Your task is to reproduce the material exactly.

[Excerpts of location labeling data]

· · · · ·

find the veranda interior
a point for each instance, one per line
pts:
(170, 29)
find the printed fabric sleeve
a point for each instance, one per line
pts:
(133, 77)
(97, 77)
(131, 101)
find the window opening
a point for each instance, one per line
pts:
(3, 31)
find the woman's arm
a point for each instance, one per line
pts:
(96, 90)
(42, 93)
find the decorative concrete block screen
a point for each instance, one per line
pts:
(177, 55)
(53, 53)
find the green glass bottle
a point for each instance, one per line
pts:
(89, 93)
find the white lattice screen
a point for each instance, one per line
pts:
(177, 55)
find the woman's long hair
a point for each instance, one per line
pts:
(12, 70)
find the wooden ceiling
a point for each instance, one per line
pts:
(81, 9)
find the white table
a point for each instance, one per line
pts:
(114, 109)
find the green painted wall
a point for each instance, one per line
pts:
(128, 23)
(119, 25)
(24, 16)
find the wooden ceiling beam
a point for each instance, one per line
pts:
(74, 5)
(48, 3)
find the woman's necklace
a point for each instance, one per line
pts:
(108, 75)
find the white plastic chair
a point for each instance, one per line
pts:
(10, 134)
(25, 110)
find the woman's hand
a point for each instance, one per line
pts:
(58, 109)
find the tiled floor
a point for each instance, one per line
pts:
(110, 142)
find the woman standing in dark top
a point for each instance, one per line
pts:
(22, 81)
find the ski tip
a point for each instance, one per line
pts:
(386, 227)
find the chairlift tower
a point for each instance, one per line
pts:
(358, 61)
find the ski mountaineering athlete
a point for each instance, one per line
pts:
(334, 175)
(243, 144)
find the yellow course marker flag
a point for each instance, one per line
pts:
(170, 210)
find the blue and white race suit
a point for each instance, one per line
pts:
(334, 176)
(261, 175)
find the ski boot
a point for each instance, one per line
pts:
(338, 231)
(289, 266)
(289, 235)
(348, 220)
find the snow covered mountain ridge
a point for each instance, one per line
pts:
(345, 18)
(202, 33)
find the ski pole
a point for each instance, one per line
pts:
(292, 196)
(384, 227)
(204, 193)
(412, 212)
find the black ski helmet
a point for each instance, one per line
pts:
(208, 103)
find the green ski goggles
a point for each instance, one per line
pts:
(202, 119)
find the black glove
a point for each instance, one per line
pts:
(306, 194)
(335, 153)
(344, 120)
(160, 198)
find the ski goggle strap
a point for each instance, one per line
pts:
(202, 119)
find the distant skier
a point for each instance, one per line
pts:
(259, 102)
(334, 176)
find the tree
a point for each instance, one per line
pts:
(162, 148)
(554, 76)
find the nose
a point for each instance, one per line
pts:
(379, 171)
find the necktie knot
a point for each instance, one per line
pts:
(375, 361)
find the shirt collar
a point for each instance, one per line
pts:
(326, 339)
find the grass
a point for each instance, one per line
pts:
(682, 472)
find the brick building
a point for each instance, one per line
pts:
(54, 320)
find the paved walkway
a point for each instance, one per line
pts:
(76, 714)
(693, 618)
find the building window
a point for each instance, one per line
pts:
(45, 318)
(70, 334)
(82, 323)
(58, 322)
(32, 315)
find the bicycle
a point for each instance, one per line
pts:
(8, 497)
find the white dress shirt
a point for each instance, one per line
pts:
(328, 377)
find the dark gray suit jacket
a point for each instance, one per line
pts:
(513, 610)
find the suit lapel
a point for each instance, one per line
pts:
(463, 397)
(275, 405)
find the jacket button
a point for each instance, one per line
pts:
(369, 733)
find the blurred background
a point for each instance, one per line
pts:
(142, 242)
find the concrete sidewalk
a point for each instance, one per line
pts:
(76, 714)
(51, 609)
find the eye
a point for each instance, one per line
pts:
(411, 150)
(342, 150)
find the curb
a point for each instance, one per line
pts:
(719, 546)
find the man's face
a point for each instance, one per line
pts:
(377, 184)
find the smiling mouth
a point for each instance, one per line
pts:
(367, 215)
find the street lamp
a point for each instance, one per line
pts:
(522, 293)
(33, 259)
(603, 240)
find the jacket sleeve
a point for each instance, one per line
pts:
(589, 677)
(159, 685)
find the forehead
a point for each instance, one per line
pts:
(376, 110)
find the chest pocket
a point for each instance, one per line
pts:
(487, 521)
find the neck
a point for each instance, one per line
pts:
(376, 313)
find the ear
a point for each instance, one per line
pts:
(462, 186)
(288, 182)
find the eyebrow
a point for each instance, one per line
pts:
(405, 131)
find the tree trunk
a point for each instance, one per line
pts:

· · · · ·

→ Finished answer
find the veranda interior
a point for each instance, one per line
pts:
(170, 29)
find the printed fabric sleeve
a point for each instance, one per line
pts:
(133, 77)
(97, 77)
(131, 101)
find the window opening
a point for each instance, one per line
pts:
(3, 31)
find the woman's arm
a point for each instance, one per line
pts:
(96, 90)
(42, 93)
find the decorative concrete block screen
a point for each instance, one per line
pts:
(177, 55)
(53, 53)
find the green glass bottle
a point for each instance, one per line
pts:
(89, 93)
find the white lattice screen
a point for each instance, one per line
pts:
(177, 55)
find the woman's long hair
a point for each instance, one per line
pts:
(12, 70)
find the wooden ceiling
a point for each instance, one per line
pts:
(81, 9)
find the white table
a point for each instance, one per line
pts:
(114, 109)
find the green painted wall
a point for each instance, one per line
pts:
(128, 23)
(119, 25)
(24, 16)
find the wooden ceiling beam
a point for each instance, one per line
pts:
(74, 5)
(48, 3)
find the woman's necklace
a point for each instance, one per line
pts:
(108, 75)
find the white plastic chair
a point for each instance, one per line
pts:
(10, 134)
(25, 110)
find the woman's hand
a point for each instance, one per line
pts:
(58, 109)
find the tiled floor
a point for each instance, one per line
pts:
(110, 142)
find the woman standing in dark top
a point for each instance, one per line
pts:
(22, 81)
find the ski tip
a point for each instance, one per line
pts:
(386, 227)
find the chairlift tower
a point for each instance, one per line
pts:
(358, 61)
find the ski mountaineering athlete
a point for each instance, one per line
pts:
(334, 175)
(243, 144)
find the yellow course marker flag
a point for each instance, one per line
pts:
(170, 210)
find the blue and white race suit
a point for each instance, one per line
pts:
(334, 176)
(261, 175)
find the ski boot
a point for each instance, one per line
pts:
(338, 231)
(289, 266)
(289, 235)
(348, 220)
find the snow covered mountain ridge
a point for each instance, one per line
pts:
(345, 18)
(202, 33)
find the ski pole
a point for each instance, one per line
pts:
(292, 196)
(384, 227)
(204, 193)
(412, 212)
find the black ski helmet
a point for each instance, one per line
pts:
(208, 103)
find the green ski goggles
a point for each instance, one per line
pts:
(202, 119)
find the black glove
a point for each instance, one per line
pts:
(306, 194)
(335, 153)
(344, 120)
(160, 198)
find the ski goggle strap
a point for each instance, one per line
pts:
(202, 119)
find the distant skier
a point for each instance, one per line
pts:
(259, 102)
(334, 176)
find the tree
a point for each instance, one per line
pts:
(162, 148)
(554, 76)
find the nose
a point for each instance, one per line
pts:
(379, 171)
find the necktie knot
a point for each instance, one per line
pts:
(375, 361)
find the shirt collar
a point for each instance, one per line
pts:
(326, 339)
find the grass
a point for each instance, one per line
pts:
(682, 472)
find the brick building
a point for each instance, one per line
pts:
(54, 320)
find the paved walkway
a point for each instance, one per line
pts:
(76, 714)
(693, 618)
find the building window
a point for each instance, one per line
pts:
(45, 318)
(70, 334)
(82, 323)
(58, 322)
(32, 315)
find the bicycle
a point for each instance, one per line
pts:
(8, 497)
find the white dress shirt
a point for each instance, one per line
pts:
(328, 377)
find the dark gray suit jacket
a point for each instance, one per line
pts:
(513, 610)
find the suit lapel
a point for each instance, one per line
pts:
(463, 397)
(275, 405)
find the jacket button
a point for each instance, one per line
pts:
(369, 733)
find the blurred background
a point for each instance, one per line
pts:
(142, 242)
find the concrete sidewalk
a point for each instance, one per line
pts:
(76, 714)
(51, 609)
find the eye
a point for each instance, one per line
pts:
(411, 150)
(342, 150)
find the curb
a point for each instance, one per line
pts:
(719, 546)
find the man's face
a point for each instance, one per line
pts:
(377, 184)
find the smiling mouth
a point for each instance, one per line
pts:
(367, 215)
find the street lamp
a point for each instance, one per line
pts:
(522, 293)
(33, 259)
(603, 240)
find the jacket sleeve
a point for each instance, one per line
pts:
(589, 677)
(159, 685)
find the forehead
a point for each instance, one per line
pts:
(376, 110)
find the chest pocket
a point for each instance, one per line
pts:
(487, 521)
find the neck
a point for each instance, one per line
pts:
(376, 313)
find the ear
a point for each instance, one per line
pts:
(462, 186)
(288, 182)
find the eyebrow
a point for each instance, one per line
pts:
(405, 131)
find the tree trunk
a point for each instance, one per line
pts:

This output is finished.